◆ INSTRUCTIONS FOR THE TASK ◆
Each record below is to be reproduced without any change.
— start of THE INPUT —
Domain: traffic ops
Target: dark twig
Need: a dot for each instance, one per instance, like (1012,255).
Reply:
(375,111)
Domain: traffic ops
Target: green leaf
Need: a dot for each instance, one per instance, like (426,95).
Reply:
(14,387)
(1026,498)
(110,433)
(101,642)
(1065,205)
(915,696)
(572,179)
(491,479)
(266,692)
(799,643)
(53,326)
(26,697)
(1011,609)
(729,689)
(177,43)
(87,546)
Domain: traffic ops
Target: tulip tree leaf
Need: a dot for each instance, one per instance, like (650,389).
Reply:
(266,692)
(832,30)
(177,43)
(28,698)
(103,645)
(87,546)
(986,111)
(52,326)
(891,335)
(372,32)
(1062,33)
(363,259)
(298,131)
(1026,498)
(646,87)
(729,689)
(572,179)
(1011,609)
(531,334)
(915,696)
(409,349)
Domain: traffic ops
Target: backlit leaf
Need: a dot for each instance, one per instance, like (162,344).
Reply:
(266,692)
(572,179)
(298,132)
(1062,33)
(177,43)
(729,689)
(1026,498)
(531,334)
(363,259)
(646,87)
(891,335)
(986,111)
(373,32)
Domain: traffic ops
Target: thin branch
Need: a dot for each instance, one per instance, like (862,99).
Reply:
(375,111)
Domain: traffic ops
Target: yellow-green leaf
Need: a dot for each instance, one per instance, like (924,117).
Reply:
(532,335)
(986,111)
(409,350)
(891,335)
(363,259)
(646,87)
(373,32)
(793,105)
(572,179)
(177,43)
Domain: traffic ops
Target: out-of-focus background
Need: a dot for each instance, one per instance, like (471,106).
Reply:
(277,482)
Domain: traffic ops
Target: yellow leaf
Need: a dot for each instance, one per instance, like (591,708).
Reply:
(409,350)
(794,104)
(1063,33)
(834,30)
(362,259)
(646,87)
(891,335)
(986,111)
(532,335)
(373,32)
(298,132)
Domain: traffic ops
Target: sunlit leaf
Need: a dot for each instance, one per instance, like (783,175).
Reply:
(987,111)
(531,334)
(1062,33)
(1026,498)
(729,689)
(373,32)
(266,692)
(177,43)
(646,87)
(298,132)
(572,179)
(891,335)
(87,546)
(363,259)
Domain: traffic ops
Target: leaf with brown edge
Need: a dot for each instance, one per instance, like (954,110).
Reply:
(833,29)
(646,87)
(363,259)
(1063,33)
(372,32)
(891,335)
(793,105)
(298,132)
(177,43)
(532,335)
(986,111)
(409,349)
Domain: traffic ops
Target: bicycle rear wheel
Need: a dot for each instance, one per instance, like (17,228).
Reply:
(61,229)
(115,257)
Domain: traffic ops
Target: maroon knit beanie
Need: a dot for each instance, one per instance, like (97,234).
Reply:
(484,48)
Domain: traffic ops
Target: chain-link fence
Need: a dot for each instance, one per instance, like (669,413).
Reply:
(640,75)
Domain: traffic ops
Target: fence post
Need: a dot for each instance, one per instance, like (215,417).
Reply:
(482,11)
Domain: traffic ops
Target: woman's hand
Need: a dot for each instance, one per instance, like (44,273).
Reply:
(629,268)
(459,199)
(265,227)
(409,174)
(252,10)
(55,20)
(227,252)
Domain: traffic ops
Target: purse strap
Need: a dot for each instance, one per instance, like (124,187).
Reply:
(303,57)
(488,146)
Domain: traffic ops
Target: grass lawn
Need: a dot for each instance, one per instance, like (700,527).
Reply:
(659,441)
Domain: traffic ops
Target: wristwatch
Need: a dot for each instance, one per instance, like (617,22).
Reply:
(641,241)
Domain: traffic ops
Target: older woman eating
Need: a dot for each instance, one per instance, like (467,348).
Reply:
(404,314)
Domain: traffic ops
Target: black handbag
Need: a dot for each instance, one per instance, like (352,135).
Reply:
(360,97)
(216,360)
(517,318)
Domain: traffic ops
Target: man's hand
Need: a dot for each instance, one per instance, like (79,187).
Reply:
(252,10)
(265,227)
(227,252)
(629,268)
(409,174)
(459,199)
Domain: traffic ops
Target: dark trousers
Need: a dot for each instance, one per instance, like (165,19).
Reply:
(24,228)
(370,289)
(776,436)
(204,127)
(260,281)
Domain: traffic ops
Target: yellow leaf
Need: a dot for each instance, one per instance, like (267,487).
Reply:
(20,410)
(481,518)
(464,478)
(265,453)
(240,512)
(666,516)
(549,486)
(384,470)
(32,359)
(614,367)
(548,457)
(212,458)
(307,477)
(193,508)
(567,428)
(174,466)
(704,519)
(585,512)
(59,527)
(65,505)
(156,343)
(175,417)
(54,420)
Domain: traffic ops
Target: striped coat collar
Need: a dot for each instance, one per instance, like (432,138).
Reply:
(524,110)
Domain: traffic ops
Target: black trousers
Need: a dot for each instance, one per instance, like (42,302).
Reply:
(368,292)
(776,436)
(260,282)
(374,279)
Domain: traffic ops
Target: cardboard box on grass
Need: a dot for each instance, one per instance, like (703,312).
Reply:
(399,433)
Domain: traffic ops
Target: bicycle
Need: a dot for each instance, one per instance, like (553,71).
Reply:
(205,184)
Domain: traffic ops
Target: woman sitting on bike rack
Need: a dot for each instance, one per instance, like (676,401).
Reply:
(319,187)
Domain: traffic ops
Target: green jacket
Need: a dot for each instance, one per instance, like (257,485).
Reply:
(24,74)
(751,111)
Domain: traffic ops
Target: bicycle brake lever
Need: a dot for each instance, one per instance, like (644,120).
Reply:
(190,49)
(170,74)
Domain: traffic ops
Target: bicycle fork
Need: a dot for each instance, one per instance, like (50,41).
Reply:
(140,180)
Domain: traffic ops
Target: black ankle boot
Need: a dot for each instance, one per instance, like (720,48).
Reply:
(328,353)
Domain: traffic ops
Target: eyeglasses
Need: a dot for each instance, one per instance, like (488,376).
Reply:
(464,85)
— end of THE INPUT —
◆ COMPLETE OUTPUT ◆
Domain: traffic ops
Target: dark twig
Need: a dot for each instance, one per instance, like (1012,255).
Reply:
(375,111)
Domain: traffic ops
Target: green leaf
Need: a dot for each instance, one per instance, like (426,95).
Reply:
(14,387)
(1026,498)
(110,433)
(101,642)
(1065,205)
(915,696)
(572,179)
(491,479)
(266,692)
(799,643)
(53,326)
(26,697)
(1011,609)
(729,689)
(177,43)
(87,546)
Domain: traffic ops
Target: tulip tree leaf
Need: a dot for each instance, one per instance, like (650,389).
Reply:
(266,692)
(832,30)
(177,43)
(28,698)
(103,645)
(87,546)
(986,111)
(52,326)
(891,335)
(372,32)
(1062,33)
(363,259)
(298,131)
(1026,498)
(646,87)
(729,689)
(572,179)
(1011,609)
(531,334)
(915,696)
(409,349)
Domain: traffic ops
Target: backlit leaf
Need: a dot for each instance, one per instance, like (162,344).
Reply:
(266,692)
(572,179)
(298,132)
(1062,33)
(177,43)
(729,689)
(1026,498)
(531,334)
(363,259)
(646,87)
(891,335)
(986,111)
(373,32)
Domain: traffic ops
Target: thin branch
Need: a dot for each instance, one per instance, like (862,99).
Reply:
(375,111)
Domain: traffic ops
Target: yellow-green leaf
Need: a dot for each instance, one per instance, like (924,117).
Reply:
(532,335)
(986,111)
(409,350)
(891,335)
(363,259)
(646,87)
(373,32)
(793,105)
(572,179)
(177,43)
Domain: traffic ops
Target: out-of-focus background
Need: a dot for each instance, one per instance, like (471,106).
Reply:
(277,482)
Domain: traffic ops
Target: yellow leaf
Need: a dot for each instance, one per instance, like (591,708).
Reply:
(409,350)
(794,104)
(1063,33)
(834,30)
(362,259)
(646,87)
(891,335)
(986,111)
(532,335)
(373,32)
(298,132)
Domain: traffic ops
Target: sunlit leaf
Need: a dot for each instance, one per instance, like (783,175).
Reply:
(987,111)
(531,334)
(1062,33)
(1026,498)
(729,689)
(373,32)
(266,692)
(177,43)
(646,87)
(298,132)
(572,179)
(891,335)
(87,546)
(363,259)
Domain: traffic ops
Target: leaf with brown edge
Need: a dot for each instance, one per instance, like (954,110).
Reply:
(833,29)
(646,87)
(363,259)
(1063,33)
(372,32)
(891,335)
(793,105)
(298,132)
(177,43)
(532,335)
(986,111)
(409,349)
Domain: traffic ops
Target: bicycle rear wheel
Need: a dot for each instance, one per instance, like (17,228).
Reply:
(61,229)
(115,257)
Domain: traffic ops
Target: maroon knit beanie
Need: a dot for each instance, one per instance, like (97,234).
Reply:
(484,48)
Domain: traffic ops
Target: chain-link fence
Need: a dot for each instance, one per instance, like (669,413).
Reply:
(640,75)
Domain: traffic ops
Target: fence post
Need: a dot for each instance, one per instance, like (215,417).
Reply:
(482,11)
Domain: traffic ops
Target: woman's hand
Need: a dot for each instance, one per instance, like (44,273).
Reply:
(629,268)
(459,199)
(265,227)
(409,174)
(252,10)
(55,20)
(227,252)
Domain: traffic ops
Target: purse strap
Need: a dot for each instance, one per instance, like (124,187).
Reply:
(303,57)
(488,146)
Domain: traffic ops
Target: grass lawn
Need: a dot for each instance, one per instance, like (700,527).
Reply:
(659,441)
Domain: traffic ops
Target: wristwatch
Need: a dot for each instance, one per instance, like (617,22).
Reply:
(641,241)
Domain: traffic ops
Target: older woman eating
Need: a dot for each instance, one per instance, like (467,348).
Reply:
(404,314)
Domain: traffic ops
Target: black handbag
Need: a dot for each instance, one per instance, like (352,135).
Reply:
(360,97)
(216,360)
(517,318)
Domain: traffic ops
Target: man's hand
Need: a dot for each instance, one per instance, like (79,187).
Reply:
(252,10)
(265,227)
(227,252)
(629,268)
(409,174)
(459,199)
Domain: traffic ops
Target: dark trousers
Need: a dot for each instance, one per instance, like (165,19).
Reply:
(24,228)
(370,289)
(776,436)
(204,127)
(260,281)
Domain: traffic ops
Target: yellow leaf
Need: a dot for each instance, one per instance, like (267,487).
Reply:
(20,410)
(481,518)
(464,478)
(265,453)
(240,512)
(666,516)
(549,486)
(384,470)
(32,359)
(614,367)
(548,457)
(212,458)
(307,477)
(193,508)
(567,428)
(174,466)
(704,519)
(585,512)
(59,527)
(65,505)
(156,343)
(175,417)
(54,420)
Domain: traffic ops
Target: striped coat collar
Need: a dot for each instance, one per instance, like (432,138).
Reply:
(524,110)
Domain: traffic ops
Target: black trousers
Need: a dot for each instance, one per instance, like (42,302).
Reply:
(368,292)
(776,436)
(260,282)
(374,279)
Domain: traffic ops
Target: cardboard box on grass
Need: a dot for each instance, one per instance, like (703,312).
Reply:
(399,433)
Domain: traffic ops
Target: bicycle
Need: a dot for each instance, one per instance, like (553,71).
Reply:
(205,184)
Domain: traffic ops
Target: woman sitting on bike rack
Need: a dot for each instance, one per instance, like (676,401).
Reply:
(319,187)
Domain: traffic ops
Target: green jacket
Need: a dot for each instance, one per instance, like (257,485).
Reply:
(24,74)
(751,111)
Domain: traffic ops
Target: bicycle brake lever
Need: a dot for each instance, one per instance, like (644,120).
Reply:
(190,49)
(170,74)
Domain: traffic ops
Target: bicycle fork
Need: a dot for each instance, one per instance, like (50,41).
Reply:
(140,180)
Domain: traffic ops
Target: black ankle boot
Need: a dot for each instance, one per instance, like (720,48).
Reply:
(328,353)
Domain: traffic ops
Target: eyeglasses
Need: a dot for each instance, one per instance, like (488,376).
Reply:
(464,85)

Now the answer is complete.